[Short exercise]
Render the records below as a JSON list of strings with one string per line. Leave out any blank lines.

[Items]
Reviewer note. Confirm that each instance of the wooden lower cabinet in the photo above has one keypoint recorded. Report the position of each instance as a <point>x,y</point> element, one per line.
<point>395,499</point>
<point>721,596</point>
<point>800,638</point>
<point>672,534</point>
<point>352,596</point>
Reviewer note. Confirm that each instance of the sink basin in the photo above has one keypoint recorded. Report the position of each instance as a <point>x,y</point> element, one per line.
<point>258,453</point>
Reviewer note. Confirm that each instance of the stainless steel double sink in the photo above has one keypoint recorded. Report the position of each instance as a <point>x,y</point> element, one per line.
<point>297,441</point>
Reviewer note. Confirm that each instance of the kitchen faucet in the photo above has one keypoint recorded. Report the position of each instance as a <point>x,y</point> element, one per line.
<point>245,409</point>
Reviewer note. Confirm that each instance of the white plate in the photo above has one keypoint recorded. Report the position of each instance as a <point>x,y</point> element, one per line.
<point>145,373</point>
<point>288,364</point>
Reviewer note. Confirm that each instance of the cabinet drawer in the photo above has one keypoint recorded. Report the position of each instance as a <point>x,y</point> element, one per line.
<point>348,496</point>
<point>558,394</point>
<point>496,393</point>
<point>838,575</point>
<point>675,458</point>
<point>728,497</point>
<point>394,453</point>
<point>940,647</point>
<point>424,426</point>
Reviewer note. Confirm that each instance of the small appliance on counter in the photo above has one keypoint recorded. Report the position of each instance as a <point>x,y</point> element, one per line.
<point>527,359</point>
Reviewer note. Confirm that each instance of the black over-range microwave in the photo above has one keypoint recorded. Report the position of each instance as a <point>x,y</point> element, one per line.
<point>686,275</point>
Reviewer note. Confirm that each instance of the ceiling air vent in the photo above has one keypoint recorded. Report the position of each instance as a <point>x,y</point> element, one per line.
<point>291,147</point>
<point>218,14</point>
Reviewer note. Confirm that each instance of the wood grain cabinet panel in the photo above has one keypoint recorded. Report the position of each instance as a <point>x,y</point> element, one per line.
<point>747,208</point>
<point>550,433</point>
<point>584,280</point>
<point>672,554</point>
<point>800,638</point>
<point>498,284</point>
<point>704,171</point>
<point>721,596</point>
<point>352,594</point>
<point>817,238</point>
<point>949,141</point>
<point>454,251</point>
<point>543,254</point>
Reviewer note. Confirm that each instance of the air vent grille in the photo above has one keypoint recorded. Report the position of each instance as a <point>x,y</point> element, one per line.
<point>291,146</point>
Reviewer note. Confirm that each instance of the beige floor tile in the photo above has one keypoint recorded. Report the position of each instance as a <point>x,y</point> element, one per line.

[Exercise response]
[
  "Reviewer note. Confirm that each instance of the wooden lower cabinet in the photo above has one keypoint recorded. Report the position of each instance as a <point>x,y</point> element, one per line.",
  "<point>395,499</point>",
  "<point>721,596</point>",
  "<point>800,638</point>",
  "<point>672,534</point>",
  "<point>352,596</point>",
  "Reviewer note. Confirm that each instance of the sink basin in the photo above has one keypoint recorded. Report the position of each instance as a <point>x,y</point> element, one per line.",
  "<point>258,453</point>",
  "Reviewer note. Confirm that each instance of the stainless steel double sink in the photo above has one keypoint recorded. Report the position of each instance as a <point>x,y</point> element, one per line.",
  "<point>297,441</point>",
  "Reviewer note. Confirm that each instance of the kitchen faucet in the photo above has one keypoint recorded. Report the position of each instance as a <point>x,y</point> element, one per line.",
  "<point>245,409</point>",
  "Reviewer note. Confirm that each instance of the white plate in the photo above has one keypoint recorded. Report the position of each instance as a <point>x,y</point> element, one per line.",
  "<point>145,373</point>",
  "<point>288,364</point>",
  "Reviewer note. Confirm that each instance of the cabinet drawer in the photo above has one keypoint recorded. Report the position of each instance as a <point>x,y</point> element, one per line.",
  "<point>348,496</point>",
  "<point>558,394</point>",
  "<point>496,393</point>",
  "<point>838,575</point>",
  "<point>675,458</point>",
  "<point>728,497</point>",
  "<point>394,453</point>",
  "<point>940,647</point>",
  "<point>424,426</point>",
  "Reviewer note. Confirm that each instance of the small appliance on counter in the photo above has one keypoint recorded. Report the position of each instance as a <point>x,y</point> element, one per line.",
  "<point>527,359</point>",
  "Reviewer note. Confirm that each instance of the black over-range microwave in the photo above has one keypoint recorded. Report the position of each instance as a <point>x,y</point> element, one per line.",
  "<point>686,275</point>",
  "Reviewer note. Confirm that each instance of the ceiling air vent in the photo above has one keypoint recorded. Report the position of each instance as a <point>x,y</point> element, one per line.",
  "<point>291,147</point>",
  "<point>218,14</point>",
  "Reviewer note. Confirm that each instance of the wood grain cabinet panel in the photo above has one keypoint recorded. Report the position of each instance as a <point>x,y</point> element, one per line.",
  "<point>747,208</point>",
  "<point>550,433</point>",
  "<point>584,280</point>",
  "<point>672,554</point>",
  "<point>800,638</point>",
  "<point>498,284</point>",
  "<point>704,171</point>",
  "<point>721,596</point>",
  "<point>352,594</point>",
  "<point>817,238</point>",
  "<point>949,141</point>",
  "<point>454,251</point>",
  "<point>543,254</point>",
  "Reviewer note. Confirm that each instance of the air vent grille in the photo above has one keypoint recorded. Report the position of each instance as a <point>x,y</point> element, one per line.",
  "<point>291,146</point>",
  "Reviewer note. Confirm that each instance of the beige floor tile in the photo above has one keypoint recorded. Report the position of each instance as a <point>x,y</point> element, one per line."
]